Information provided: Begin

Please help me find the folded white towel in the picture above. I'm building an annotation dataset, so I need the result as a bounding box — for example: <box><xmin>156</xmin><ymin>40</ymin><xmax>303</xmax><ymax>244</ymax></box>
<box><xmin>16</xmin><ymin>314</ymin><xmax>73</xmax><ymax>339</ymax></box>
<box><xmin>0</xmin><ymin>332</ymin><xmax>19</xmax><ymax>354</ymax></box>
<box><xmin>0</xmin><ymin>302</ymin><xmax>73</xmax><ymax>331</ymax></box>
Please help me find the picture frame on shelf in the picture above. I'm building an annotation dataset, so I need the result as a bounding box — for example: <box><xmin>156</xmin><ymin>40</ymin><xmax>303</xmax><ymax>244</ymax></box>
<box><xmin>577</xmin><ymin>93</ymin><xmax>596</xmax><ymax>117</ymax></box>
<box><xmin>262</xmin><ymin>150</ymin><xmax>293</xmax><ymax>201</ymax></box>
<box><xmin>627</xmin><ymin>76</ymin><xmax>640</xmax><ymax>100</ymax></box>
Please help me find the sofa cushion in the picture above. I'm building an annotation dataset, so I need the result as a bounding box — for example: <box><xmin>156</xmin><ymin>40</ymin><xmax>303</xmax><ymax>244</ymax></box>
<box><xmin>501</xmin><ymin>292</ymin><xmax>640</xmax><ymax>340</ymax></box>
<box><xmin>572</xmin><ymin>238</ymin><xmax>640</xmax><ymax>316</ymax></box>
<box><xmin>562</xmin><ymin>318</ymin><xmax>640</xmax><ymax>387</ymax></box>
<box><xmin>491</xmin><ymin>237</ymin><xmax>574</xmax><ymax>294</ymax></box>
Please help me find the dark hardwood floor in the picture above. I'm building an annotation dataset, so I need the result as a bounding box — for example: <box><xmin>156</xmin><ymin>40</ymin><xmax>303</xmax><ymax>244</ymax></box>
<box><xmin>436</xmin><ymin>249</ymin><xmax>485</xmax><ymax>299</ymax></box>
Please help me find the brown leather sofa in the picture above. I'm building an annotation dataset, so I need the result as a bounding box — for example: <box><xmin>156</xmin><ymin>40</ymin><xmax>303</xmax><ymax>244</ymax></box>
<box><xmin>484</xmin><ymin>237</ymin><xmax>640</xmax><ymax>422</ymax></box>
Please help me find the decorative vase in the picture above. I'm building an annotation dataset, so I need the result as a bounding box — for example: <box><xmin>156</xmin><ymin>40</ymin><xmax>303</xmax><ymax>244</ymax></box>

Information provided: End

Assignment: Restate the material word for word, keeping every line intact.

Solution:
Please help me find the folded white towel in the picture above. I'm building an annotation dataset, so I need the result as a bounding box — for example: <box><xmin>156</xmin><ymin>40</ymin><xmax>303</xmax><ymax>244</ymax></box>
<box><xmin>16</xmin><ymin>314</ymin><xmax>73</xmax><ymax>339</ymax></box>
<box><xmin>0</xmin><ymin>332</ymin><xmax>19</xmax><ymax>354</ymax></box>
<box><xmin>0</xmin><ymin>302</ymin><xmax>73</xmax><ymax>331</ymax></box>
Please help me find the picture frame on shelf in the picture above. I'm building an annotation dataset, so I need the result as a bounding box — for example: <box><xmin>156</xmin><ymin>40</ymin><xmax>303</xmax><ymax>244</ymax></box>
<box><xmin>577</xmin><ymin>93</ymin><xmax>596</xmax><ymax>117</ymax></box>
<box><xmin>262</xmin><ymin>150</ymin><xmax>293</xmax><ymax>201</ymax></box>
<box><xmin>627</xmin><ymin>76</ymin><xmax>640</xmax><ymax>100</ymax></box>
Please help me find the sofa cushion in the picture above. I'm building an annotation dataset, so I need the result as a bounding box — for example: <box><xmin>156</xmin><ymin>40</ymin><xmax>303</xmax><ymax>244</ymax></box>
<box><xmin>501</xmin><ymin>292</ymin><xmax>640</xmax><ymax>340</ymax></box>
<box><xmin>572</xmin><ymin>238</ymin><xmax>640</xmax><ymax>316</ymax></box>
<box><xmin>562</xmin><ymin>318</ymin><xmax>640</xmax><ymax>387</ymax></box>
<box><xmin>491</xmin><ymin>237</ymin><xmax>574</xmax><ymax>294</ymax></box>
Please help me find the dark hardwood floor in the picture above. I'm building an annotation dataset, so I need the result as a bounding box — for example: <box><xmin>156</xmin><ymin>40</ymin><xmax>303</xmax><ymax>244</ymax></box>
<box><xmin>436</xmin><ymin>249</ymin><xmax>485</xmax><ymax>299</ymax></box>
Please help me find the brown leather sofa in the picture above. I'm building an annotation dataset, so I need the result as a bounding box — for example: <box><xmin>156</xmin><ymin>40</ymin><xmax>303</xmax><ymax>244</ymax></box>
<box><xmin>484</xmin><ymin>237</ymin><xmax>640</xmax><ymax>422</ymax></box>
Please help me find the decorative vase in the picture above. I'm building an annotation dataset, so I need the result as a bounding box — for example: <box><xmin>156</xmin><ymin>40</ymin><xmax>303</xmax><ymax>244</ymax></box>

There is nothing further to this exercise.